THE TASK » List each line of the material below that contains the word "wooden". Case counts.

begin DATASET

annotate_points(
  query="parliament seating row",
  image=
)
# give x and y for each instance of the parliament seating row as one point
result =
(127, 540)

end DATASET
begin DATASET

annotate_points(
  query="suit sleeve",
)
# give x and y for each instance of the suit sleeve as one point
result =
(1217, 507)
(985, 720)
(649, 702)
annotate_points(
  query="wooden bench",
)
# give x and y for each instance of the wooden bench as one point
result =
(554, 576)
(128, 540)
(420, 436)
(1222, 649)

end DATASET

RESPONSE TO THE EXERCISE »
  query="wooden bench",
# give x and y for each instance of the wooden bench as one point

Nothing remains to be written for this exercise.